EXERCISE DATA -
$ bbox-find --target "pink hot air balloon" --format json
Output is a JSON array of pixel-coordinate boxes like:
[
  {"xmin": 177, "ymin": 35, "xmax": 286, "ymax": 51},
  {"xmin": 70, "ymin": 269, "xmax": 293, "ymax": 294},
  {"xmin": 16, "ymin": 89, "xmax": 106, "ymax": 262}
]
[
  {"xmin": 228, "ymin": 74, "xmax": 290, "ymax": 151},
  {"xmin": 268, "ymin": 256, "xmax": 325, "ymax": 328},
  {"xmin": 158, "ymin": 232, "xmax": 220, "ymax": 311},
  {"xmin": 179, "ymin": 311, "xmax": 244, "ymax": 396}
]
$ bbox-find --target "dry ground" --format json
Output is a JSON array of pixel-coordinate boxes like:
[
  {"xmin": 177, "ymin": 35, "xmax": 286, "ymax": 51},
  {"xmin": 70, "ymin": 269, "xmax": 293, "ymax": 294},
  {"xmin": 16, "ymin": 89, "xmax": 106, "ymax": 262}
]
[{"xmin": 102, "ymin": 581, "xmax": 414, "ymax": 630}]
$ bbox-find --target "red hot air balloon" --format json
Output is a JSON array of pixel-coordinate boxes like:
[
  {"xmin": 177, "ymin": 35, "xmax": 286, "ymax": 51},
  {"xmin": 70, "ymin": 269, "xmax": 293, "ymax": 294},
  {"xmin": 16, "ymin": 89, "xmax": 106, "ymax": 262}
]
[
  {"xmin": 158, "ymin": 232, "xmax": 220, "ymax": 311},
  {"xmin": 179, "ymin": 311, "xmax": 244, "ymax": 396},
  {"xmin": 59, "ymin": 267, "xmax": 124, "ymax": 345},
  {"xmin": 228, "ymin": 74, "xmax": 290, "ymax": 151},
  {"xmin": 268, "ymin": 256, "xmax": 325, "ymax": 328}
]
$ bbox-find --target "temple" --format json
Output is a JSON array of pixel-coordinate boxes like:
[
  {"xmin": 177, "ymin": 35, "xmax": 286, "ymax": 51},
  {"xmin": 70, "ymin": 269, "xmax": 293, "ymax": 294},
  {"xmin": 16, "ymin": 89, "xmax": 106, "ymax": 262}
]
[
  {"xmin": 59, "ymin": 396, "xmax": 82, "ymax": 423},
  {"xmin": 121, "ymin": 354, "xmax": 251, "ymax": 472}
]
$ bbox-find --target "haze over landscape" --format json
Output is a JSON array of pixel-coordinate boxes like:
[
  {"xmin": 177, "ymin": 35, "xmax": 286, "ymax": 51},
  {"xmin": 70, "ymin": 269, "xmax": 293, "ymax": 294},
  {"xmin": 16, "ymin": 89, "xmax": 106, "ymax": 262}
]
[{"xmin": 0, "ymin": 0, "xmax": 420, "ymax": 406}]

WHAT THE EXERCISE ASKS - Arrange the whole listing above as a JSON array of strings, with one string for each line and blank lines left out.

COMPLETED TASK -
[
  "$ bbox-find --target \"pink hot air balloon\" --format json",
  "Output is a JSON array of pixel-coordinate boxes like:",
  "[",
  "  {\"xmin\": 177, \"ymin\": 35, \"xmax\": 286, \"ymax\": 51},",
  "  {\"xmin\": 70, \"ymin\": 269, \"xmax\": 293, \"ymax\": 294},",
  "  {\"xmin\": 16, \"ymin\": 89, \"xmax\": 106, \"ymax\": 262}",
  "]",
  "[",
  "  {\"xmin\": 228, \"ymin\": 74, \"xmax\": 290, \"ymax\": 151},",
  "  {\"xmin\": 268, \"ymin\": 256, \"xmax\": 325, \"ymax\": 328},",
  "  {\"xmin\": 158, \"ymin\": 232, \"xmax\": 220, \"ymax\": 311},",
  "  {\"xmin\": 179, \"ymin\": 311, \"xmax\": 244, \"ymax\": 396}",
  "]",
  "$ bbox-find --target \"dry ground\" --format json",
  "Output is a JSON array of pixel-coordinate boxes like:",
  "[",
  "  {\"xmin\": 177, \"ymin\": 35, \"xmax\": 286, \"ymax\": 51},",
  "  {\"xmin\": 70, \"ymin\": 269, \"xmax\": 293, \"ymax\": 294},",
  "  {\"xmin\": 16, \"ymin\": 89, \"xmax\": 106, \"ymax\": 262}",
  "]",
  "[{\"xmin\": 102, \"ymin\": 581, \"xmax\": 414, \"ymax\": 630}]",
  "$ bbox-find --target \"red hot air balloon\" --format json",
  "Output is a JSON array of pixel-coordinate boxes like:",
  "[",
  "  {\"xmin\": 177, \"ymin\": 35, \"xmax\": 286, \"ymax\": 51},",
  "  {\"xmin\": 70, \"ymin\": 269, \"xmax\": 293, \"ymax\": 294},",
  "  {\"xmin\": 16, \"ymin\": 89, \"xmax\": 106, \"ymax\": 262}",
  "]",
  "[",
  "  {\"xmin\": 158, \"ymin\": 232, \"xmax\": 220, \"ymax\": 311},",
  "  {\"xmin\": 179, \"ymin\": 311, \"xmax\": 244, \"ymax\": 396},",
  "  {\"xmin\": 59, \"ymin\": 267, \"xmax\": 124, \"ymax\": 345},",
  "  {\"xmin\": 228, \"ymin\": 74, \"xmax\": 290, \"ymax\": 151},",
  "  {\"xmin\": 268, \"ymin\": 256, \"xmax\": 325, \"ymax\": 328}",
  "]",
  "$ bbox-find --target \"temple\" --format json",
  "Output is a JSON array of pixel-coordinate boxes like:",
  "[",
  "  {\"xmin\": 177, \"ymin\": 35, \"xmax\": 286, \"ymax\": 51},",
  "  {\"xmin\": 70, \"ymin\": 269, \"xmax\": 293, \"ymax\": 294},",
  "  {\"xmin\": 16, \"ymin\": 89, \"xmax\": 106, \"ymax\": 262}",
  "]",
  "[",
  "  {\"xmin\": 59, \"ymin\": 396, \"xmax\": 82, \"ymax\": 423},",
  "  {\"xmin\": 121, \"ymin\": 354, \"xmax\": 251, \"ymax\": 472}",
  "]",
  "$ bbox-find --target \"haze over landscape\" --format json",
  "Output is a JSON array of pixel-coordinate boxes like:",
  "[",
  "  {\"xmin\": 177, \"ymin\": 35, \"xmax\": 286, \"ymax\": 51},",
  "  {\"xmin\": 70, \"ymin\": 269, \"xmax\": 293, \"ymax\": 294},",
  "  {\"xmin\": 16, \"ymin\": 89, \"xmax\": 106, \"ymax\": 262}",
  "]",
  "[{\"xmin\": 0, \"ymin\": 0, \"xmax\": 420, \"ymax\": 406}]"
]